WHAT YOU SHOULD DO –
Would you please output only the lines from the one containing "Phrase: blue sky" through the end of the entries below, exactly as written?
(EXERCISE DATA)
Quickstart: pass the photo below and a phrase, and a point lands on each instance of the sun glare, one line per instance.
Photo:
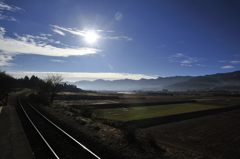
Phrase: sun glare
(91, 37)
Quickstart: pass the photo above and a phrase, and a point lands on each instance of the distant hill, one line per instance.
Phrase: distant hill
(220, 81)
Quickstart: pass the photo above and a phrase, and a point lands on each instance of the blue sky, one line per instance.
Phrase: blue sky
(135, 39)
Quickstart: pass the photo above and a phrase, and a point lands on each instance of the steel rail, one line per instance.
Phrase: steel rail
(76, 141)
(35, 127)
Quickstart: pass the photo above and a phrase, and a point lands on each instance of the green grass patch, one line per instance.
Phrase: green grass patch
(144, 112)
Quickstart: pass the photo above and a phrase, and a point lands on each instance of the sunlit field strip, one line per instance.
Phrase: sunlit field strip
(144, 112)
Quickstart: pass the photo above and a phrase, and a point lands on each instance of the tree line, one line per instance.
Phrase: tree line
(45, 88)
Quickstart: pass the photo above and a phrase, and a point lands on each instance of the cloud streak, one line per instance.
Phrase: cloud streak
(5, 9)
(227, 67)
(76, 76)
(103, 34)
(38, 45)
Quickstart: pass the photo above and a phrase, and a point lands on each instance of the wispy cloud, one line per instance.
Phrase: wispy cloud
(76, 76)
(57, 61)
(184, 60)
(39, 45)
(103, 33)
(227, 67)
(118, 16)
(235, 62)
(5, 9)
(5, 60)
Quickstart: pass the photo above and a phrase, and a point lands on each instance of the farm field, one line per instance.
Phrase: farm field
(End EXERCISE DATA)
RESPONSE –
Phrase: blue sky
(135, 39)
Quickstart: pass the photo above and a phrase, and a point lands on each instance of the steel rail, one line per instance.
Phrase: steel rail
(76, 141)
(35, 127)
Quickstart: pass the photo above and a phrase, and a point lands on each instance of the green grass patch, one line per instance.
Phrase: green grass patch
(144, 112)
Quickstart: pass the photo above and a phrase, and a point lands on each instance of the sunlit field strip, one line per instance.
Phrase: sunlit field strip
(144, 112)
Quickstart: pass the photo above and a phrase, and a point lands on each instance of the tree line, one line per instance.
Phrase: tree line
(45, 88)
Quickstart: pass the photo above and a phrase, and a point lands on each instance of the cloud streak, one line per instance.
Phrase: cloud streak
(5, 9)
(227, 67)
(76, 76)
(103, 34)
(38, 45)
Quickstart: pass the photo above and a phrase, and a point lands on each instance of the wispy cloud, one line per instance.
Phrase: wispy cloud
(76, 76)
(57, 61)
(184, 60)
(39, 45)
(103, 33)
(227, 67)
(118, 16)
(235, 62)
(5, 9)
(5, 60)
Quickstart: pass the photo above and a phrase, and a point lands on each instance of the farm field, one line per instance.
Phrase: farm field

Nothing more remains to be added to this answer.